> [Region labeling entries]
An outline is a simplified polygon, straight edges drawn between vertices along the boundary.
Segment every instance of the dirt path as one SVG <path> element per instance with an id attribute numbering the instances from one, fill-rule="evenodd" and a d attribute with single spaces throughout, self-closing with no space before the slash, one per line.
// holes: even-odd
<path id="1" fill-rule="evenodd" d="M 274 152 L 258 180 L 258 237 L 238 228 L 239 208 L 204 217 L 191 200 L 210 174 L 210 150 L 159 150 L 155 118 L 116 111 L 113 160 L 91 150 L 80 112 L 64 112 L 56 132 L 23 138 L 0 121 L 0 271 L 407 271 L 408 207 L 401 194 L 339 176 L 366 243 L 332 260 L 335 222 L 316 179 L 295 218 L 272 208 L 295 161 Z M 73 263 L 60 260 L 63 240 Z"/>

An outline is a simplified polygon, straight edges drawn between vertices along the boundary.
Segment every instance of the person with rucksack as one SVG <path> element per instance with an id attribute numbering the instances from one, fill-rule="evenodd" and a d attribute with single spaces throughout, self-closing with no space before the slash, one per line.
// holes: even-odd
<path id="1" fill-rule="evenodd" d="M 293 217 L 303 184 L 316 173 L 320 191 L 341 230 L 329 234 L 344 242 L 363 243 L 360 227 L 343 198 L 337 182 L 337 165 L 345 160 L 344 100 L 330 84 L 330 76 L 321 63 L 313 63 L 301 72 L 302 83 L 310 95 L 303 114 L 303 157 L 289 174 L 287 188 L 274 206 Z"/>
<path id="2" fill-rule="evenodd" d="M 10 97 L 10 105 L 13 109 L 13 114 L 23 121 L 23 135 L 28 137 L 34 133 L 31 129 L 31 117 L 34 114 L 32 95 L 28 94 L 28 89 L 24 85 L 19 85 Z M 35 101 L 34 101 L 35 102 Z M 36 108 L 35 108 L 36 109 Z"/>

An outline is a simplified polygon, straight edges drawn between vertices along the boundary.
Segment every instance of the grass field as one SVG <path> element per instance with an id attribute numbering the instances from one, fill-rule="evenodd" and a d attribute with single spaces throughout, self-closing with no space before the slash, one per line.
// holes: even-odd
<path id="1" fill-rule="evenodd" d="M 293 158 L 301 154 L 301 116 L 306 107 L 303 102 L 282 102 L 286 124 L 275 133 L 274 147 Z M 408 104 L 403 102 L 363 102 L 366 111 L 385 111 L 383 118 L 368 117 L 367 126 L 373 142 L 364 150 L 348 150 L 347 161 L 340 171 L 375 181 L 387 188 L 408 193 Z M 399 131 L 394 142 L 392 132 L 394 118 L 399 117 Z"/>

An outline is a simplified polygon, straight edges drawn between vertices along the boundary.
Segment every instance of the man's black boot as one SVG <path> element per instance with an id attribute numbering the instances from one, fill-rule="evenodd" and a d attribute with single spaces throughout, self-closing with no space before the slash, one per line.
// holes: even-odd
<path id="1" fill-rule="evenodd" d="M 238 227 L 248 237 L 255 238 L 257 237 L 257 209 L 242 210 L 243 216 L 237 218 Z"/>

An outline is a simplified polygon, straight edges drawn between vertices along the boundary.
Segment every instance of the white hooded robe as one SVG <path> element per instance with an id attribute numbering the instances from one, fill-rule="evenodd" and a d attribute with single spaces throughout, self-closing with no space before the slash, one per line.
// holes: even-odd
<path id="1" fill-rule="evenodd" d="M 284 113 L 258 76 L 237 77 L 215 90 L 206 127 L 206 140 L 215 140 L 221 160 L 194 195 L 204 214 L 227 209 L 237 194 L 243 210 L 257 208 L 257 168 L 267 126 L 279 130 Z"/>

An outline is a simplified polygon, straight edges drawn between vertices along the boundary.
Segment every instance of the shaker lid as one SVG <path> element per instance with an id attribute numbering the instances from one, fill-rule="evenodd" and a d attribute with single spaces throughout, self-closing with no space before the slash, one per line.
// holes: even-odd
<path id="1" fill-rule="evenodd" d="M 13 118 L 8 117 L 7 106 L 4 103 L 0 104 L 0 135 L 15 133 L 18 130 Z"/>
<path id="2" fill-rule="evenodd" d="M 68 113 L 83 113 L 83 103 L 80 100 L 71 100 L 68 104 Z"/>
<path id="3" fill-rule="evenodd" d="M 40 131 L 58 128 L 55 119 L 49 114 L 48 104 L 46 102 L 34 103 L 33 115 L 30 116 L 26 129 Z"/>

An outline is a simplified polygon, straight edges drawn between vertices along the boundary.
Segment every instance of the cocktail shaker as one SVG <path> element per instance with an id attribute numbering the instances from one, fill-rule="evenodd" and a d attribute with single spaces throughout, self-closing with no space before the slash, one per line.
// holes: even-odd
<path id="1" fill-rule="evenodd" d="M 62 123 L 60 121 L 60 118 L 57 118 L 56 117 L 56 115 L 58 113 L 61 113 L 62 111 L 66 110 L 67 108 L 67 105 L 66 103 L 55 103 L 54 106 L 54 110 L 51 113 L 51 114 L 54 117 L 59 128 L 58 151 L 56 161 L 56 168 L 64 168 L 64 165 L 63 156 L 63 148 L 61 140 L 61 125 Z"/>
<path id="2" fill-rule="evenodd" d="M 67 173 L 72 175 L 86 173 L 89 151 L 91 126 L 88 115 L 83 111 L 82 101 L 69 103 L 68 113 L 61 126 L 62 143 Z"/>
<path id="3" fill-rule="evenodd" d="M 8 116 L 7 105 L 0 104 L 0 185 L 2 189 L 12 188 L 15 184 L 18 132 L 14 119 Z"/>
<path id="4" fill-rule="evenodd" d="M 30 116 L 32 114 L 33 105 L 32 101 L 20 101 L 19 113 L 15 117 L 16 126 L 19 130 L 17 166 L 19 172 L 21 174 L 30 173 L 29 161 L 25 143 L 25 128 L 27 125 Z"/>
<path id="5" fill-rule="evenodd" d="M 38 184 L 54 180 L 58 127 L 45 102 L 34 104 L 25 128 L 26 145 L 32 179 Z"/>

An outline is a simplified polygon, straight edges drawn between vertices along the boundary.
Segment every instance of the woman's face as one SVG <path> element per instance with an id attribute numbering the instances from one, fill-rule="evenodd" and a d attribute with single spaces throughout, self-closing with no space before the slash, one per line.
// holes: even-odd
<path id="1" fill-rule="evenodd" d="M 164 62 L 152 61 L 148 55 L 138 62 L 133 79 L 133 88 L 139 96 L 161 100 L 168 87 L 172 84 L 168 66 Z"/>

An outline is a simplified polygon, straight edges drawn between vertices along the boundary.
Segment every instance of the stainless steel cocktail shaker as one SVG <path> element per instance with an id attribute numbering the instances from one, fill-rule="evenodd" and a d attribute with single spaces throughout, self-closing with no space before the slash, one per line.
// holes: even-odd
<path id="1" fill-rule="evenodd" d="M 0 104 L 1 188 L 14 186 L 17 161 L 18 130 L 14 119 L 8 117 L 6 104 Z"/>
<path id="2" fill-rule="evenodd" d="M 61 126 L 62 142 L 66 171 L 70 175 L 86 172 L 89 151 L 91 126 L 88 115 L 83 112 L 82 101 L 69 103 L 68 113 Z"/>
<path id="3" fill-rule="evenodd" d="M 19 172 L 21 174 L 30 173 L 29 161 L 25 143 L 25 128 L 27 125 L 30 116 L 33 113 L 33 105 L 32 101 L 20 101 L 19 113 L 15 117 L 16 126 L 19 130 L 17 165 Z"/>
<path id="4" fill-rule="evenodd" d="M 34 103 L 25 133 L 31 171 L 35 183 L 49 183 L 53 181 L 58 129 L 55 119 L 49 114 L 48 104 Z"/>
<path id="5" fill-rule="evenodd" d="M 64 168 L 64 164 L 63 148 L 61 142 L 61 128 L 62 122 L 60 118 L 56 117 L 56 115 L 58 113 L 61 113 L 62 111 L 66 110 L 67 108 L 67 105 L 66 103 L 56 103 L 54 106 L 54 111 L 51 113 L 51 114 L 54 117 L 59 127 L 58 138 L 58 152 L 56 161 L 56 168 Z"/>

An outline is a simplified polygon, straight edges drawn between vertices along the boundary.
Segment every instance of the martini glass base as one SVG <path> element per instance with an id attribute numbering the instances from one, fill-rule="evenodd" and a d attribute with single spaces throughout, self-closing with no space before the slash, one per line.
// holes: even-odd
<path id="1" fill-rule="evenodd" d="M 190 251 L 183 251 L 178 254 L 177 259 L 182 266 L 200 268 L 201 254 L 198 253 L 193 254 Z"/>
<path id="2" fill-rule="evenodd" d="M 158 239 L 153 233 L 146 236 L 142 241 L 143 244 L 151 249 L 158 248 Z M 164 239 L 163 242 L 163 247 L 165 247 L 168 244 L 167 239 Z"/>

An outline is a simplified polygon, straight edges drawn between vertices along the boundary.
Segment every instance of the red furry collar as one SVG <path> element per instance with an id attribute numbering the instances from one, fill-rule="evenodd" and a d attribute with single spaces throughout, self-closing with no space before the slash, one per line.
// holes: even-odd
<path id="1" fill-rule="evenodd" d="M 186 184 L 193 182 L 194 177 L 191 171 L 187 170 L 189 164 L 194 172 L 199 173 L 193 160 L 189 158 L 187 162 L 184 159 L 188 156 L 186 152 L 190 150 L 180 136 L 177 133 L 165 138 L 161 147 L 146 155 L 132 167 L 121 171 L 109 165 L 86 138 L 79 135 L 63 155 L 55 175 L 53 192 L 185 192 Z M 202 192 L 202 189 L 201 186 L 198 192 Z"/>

> [WRITTEN PROBLEM]
Recast the lines from the beginning through the line containing "274 152 L 258", both included, as a numbered list, omitting any blank lines. Include only those lines.

> [RESULT OF THE EXERCISE]
1. An outline is a simplified polygon, straight edges drawn between vertices along the boundary.
2. Segment every instance of the dirt path as one SVG <path> element per instance with an id attribute numbering the instances from one, fill-rule="evenodd" and a d attribute with single spaces throughout, self-closing with no space before the slash, one per line.
3. // holes: even-odd
4. <path id="1" fill-rule="evenodd" d="M 274 152 L 258 180 L 258 237 L 238 228 L 239 208 L 204 217 L 191 200 L 210 174 L 210 150 L 159 150 L 155 118 L 116 111 L 113 160 L 91 150 L 80 112 L 64 112 L 56 132 L 23 138 L 0 121 L 0 271 L 407 271 L 408 207 L 401 194 L 339 176 L 366 243 L 332 260 L 335 222 L 316 179 L 295 218 L 272 208 L 295 161 Z M 73 263 L 60 260 L 63 240 Z"/>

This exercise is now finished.